(WHAT THE EXERCISE ASKS) Each line from the one holding "[locate] the gray-brown" to the end of the data below must be output verbatim, with no other lines.

SUPPLIED ENTRIES section start

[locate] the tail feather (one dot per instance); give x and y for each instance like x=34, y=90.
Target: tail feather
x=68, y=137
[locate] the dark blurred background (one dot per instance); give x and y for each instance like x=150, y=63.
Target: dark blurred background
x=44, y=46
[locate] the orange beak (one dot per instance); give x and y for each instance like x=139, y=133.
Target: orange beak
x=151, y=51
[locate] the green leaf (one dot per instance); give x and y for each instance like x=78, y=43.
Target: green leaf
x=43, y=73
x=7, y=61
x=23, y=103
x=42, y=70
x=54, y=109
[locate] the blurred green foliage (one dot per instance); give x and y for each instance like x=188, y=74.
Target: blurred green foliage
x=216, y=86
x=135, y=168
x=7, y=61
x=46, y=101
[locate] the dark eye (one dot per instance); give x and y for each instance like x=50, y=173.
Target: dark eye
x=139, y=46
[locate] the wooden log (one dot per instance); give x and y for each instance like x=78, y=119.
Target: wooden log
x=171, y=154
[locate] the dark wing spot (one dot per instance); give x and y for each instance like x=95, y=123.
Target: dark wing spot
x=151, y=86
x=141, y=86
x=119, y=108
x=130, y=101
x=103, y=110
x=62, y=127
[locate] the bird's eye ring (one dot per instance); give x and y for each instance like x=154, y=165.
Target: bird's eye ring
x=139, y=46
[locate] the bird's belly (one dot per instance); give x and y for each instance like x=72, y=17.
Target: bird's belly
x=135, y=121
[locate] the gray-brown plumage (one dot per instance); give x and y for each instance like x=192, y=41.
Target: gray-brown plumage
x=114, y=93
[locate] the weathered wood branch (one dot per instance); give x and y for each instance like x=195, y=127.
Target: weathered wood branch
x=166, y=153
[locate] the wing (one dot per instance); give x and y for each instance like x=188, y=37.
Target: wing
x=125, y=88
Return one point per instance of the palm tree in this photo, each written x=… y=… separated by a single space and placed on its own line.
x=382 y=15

SUPPLIED ENTRIES section end

(RESPONSE AREA)
[locate] the gray-brown plumage (one dot per instance); give x and y for each instance like x=192, y=41.
Target: gray-brown plumage
x=114, y=93
[locate] the weathered wood branch (one dot per instance); give x and y for each instance like x=195, y=127.
Target: weathered wood branch
x=166, y=153
[locate] the wing (one dot per instance); give x and y for each instance like x=188, y=37.
Target: wing
x=125, y=88
Return one point per instance of the palm tree in this photo, each written x=… y=… separated by a single space and placed on its own line.
x=382 y=15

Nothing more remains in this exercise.